REQUEST 1:
Copy the records again, beginning at the line that contains "of the weed" and ending after the last record. Keep every line, and shift each pixel coordinate by adding 35 to both of its numbers.

PAGE:
No indemnifying party shall, without the prior written consent of the
indemnified party, effect any settlement of any pending or threatened
action in respect of which any indemnified party is or could have been a
party and indemnity could have been sought hereunder by such indemnified
party unless such settlement includes an unconditional release of such
indemnified party from all liability on any claims that are the subject
matter of such action. Servicer, Charming and Seller shall not be liable
under this section for any settlement of any claim or action effected
without their prior written consent, which shall not be unreasonably
withheld.

DATA FOR THE TASK:
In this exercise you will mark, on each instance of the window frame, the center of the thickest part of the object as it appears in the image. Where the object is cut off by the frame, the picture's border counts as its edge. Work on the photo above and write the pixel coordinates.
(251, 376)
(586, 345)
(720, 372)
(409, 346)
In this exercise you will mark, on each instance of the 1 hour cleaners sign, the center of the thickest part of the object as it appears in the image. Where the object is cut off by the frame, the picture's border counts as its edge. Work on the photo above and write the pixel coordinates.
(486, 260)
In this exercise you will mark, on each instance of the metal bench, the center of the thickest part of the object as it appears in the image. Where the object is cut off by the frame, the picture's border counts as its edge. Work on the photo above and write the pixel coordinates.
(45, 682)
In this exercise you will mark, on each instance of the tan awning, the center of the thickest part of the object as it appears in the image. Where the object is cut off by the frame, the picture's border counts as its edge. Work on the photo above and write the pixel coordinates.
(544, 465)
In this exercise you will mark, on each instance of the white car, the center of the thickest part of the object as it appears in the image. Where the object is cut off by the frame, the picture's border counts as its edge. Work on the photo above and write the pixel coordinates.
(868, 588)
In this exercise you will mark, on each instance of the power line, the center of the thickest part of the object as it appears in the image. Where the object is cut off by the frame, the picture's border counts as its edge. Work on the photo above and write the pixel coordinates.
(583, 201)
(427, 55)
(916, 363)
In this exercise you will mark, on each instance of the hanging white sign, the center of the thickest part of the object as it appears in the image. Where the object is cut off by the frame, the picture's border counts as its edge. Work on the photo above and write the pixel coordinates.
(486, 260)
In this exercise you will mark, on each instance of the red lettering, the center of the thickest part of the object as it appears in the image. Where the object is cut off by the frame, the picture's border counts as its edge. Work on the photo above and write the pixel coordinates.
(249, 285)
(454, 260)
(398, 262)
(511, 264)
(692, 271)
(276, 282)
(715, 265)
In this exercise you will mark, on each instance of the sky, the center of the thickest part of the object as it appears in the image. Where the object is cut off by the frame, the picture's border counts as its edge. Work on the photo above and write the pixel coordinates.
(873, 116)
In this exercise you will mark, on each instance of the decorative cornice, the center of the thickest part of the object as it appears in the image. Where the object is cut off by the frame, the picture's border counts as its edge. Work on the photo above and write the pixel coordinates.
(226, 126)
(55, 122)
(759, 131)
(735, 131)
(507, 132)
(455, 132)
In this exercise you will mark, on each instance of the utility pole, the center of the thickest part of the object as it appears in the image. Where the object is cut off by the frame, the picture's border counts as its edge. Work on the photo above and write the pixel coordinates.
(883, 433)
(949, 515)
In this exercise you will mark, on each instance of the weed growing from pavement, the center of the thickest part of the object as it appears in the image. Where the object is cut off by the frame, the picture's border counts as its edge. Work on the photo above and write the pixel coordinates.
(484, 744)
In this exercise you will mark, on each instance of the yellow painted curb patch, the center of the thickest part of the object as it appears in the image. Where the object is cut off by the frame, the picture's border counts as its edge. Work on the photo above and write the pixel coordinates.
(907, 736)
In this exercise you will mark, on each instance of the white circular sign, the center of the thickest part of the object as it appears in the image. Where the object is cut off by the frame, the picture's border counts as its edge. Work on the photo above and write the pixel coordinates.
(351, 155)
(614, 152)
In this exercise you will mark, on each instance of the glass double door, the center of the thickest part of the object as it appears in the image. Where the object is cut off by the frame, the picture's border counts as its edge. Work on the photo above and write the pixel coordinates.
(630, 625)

REQUEST 2:
Translate this sentence from the indemnity clause into Spanish: "Servicer, Charming and Seller shall not be liable under this section for any settlement of any claim or action effected without their prior written consent, which shall not be unreasonably withheld."

COMPLETE ANSWER 1:
In this exercise you will mark, on each instance of the weed growing from pavement, the center of the thickest part of the object as it appears in the image. Where the object is cut off by the frame, the picture's border counts as its edge. Work on the photo above and write the pixel coordinates.
(519, 779)
In this exercise you will mark, on each instance of the yellow painted curb patch, the center of the thickest part of the object as it appears in the image. Where the object is cut off by the frame, the picture's border counts as its edge. Work on the photo above and write the pixel coordinates.
(942, 771)
In this exercise you will mark, on each instance of the white circular sign, the center of the thickest part of the object as it appears in the image. Where the object is cut off by the frame, the picture's border counts as its edge. Work on the photo above and write the pixel coordinates.
(386, 190)
(649, 187)
In this exercise you will mark, on each instance of the glass double door, the center of the thickest part of the object as it appears in the image. Where the object is cut off by the frame, the picture's border counts as its edge. Work on the photo above and write the pixel coordinates.
(665, 660)

COMPLETE ANSWER 2:
Servicer, Charming y Seller no serán responsables en virtud de esta sección por ningún acuerdo transaccional de ninguna reclamación o acción celebrado sin su consentimiento previo por escrito, el cual no se denegará de manera irrazonable.